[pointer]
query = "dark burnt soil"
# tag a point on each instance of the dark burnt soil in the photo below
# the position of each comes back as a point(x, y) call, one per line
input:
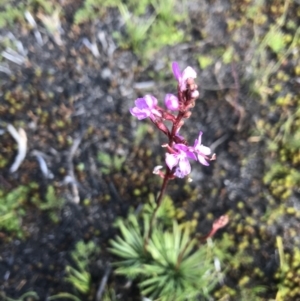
point(63, 94)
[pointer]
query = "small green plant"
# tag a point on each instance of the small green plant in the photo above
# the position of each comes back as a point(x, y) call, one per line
point(12, 208)
point(79, 277)
point(169, 267)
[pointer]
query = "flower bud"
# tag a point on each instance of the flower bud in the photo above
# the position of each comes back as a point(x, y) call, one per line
point(171, 102)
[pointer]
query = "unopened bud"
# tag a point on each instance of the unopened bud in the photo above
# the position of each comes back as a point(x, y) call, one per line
point(195, 94)
point(187, 114)
point(157, 169)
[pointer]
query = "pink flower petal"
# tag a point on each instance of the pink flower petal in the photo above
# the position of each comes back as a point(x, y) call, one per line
point(176, 70)
point(171, 160)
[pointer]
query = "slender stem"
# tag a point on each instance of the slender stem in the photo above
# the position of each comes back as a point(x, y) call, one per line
point(171, 135)
point(158, 203)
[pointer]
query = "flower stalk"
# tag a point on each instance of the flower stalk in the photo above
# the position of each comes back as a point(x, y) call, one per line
point(179, 153)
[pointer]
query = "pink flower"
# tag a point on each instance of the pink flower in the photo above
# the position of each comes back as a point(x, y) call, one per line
point(180, 159)
point(202, 152)
point(145, 107)
point(171, 102)
point(188, 72)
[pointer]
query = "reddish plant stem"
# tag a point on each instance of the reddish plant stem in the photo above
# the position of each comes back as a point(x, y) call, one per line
point(167, 177)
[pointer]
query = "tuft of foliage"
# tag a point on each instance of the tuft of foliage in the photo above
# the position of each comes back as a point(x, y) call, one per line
point(12, 210)
point(169, 267)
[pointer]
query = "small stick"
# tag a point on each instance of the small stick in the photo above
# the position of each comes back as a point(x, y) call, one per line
point(21, 139)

> **Exercise**: How many lines of the material above contain the string "reddish", with case counting? Give only the number.

> **Written answer**: 2